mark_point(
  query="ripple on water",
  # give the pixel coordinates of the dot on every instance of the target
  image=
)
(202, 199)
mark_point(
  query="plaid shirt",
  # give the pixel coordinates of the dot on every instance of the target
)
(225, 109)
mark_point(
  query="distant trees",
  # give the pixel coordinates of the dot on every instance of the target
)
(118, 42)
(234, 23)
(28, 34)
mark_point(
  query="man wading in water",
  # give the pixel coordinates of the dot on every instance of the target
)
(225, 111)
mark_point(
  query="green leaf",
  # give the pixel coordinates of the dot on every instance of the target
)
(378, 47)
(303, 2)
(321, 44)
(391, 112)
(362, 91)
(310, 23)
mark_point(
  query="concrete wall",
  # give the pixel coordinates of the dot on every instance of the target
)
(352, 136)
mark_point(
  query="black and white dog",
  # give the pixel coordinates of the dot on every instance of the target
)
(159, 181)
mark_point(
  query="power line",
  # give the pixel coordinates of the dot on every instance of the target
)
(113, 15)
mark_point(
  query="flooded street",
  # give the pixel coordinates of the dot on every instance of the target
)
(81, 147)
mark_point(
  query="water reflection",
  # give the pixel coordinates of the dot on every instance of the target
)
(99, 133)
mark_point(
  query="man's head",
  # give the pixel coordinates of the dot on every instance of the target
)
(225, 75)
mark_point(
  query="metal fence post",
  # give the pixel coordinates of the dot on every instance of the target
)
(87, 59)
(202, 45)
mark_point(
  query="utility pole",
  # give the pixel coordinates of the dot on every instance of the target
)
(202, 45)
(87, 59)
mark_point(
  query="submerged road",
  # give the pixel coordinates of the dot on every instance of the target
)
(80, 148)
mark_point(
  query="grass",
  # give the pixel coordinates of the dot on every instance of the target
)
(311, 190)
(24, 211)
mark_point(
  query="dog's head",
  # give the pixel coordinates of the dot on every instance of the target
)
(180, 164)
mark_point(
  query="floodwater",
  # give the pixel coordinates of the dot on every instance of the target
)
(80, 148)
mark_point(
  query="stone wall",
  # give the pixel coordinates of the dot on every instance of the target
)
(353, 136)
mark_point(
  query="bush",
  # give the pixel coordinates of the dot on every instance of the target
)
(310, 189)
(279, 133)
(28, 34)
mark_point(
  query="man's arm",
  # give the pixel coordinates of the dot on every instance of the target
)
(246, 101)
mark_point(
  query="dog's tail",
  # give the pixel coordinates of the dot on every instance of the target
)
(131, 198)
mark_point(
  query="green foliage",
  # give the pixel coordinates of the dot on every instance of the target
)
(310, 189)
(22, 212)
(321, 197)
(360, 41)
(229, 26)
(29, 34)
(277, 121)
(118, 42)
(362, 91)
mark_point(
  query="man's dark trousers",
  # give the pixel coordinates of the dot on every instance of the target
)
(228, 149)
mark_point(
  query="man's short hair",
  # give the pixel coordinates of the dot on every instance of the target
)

· · ·

Description of the task — Locate every line in the material above that contains the string "wall" and copy each one. Case matters.

Response for this exercise —
  query="concrete wall",
  query="stone wall",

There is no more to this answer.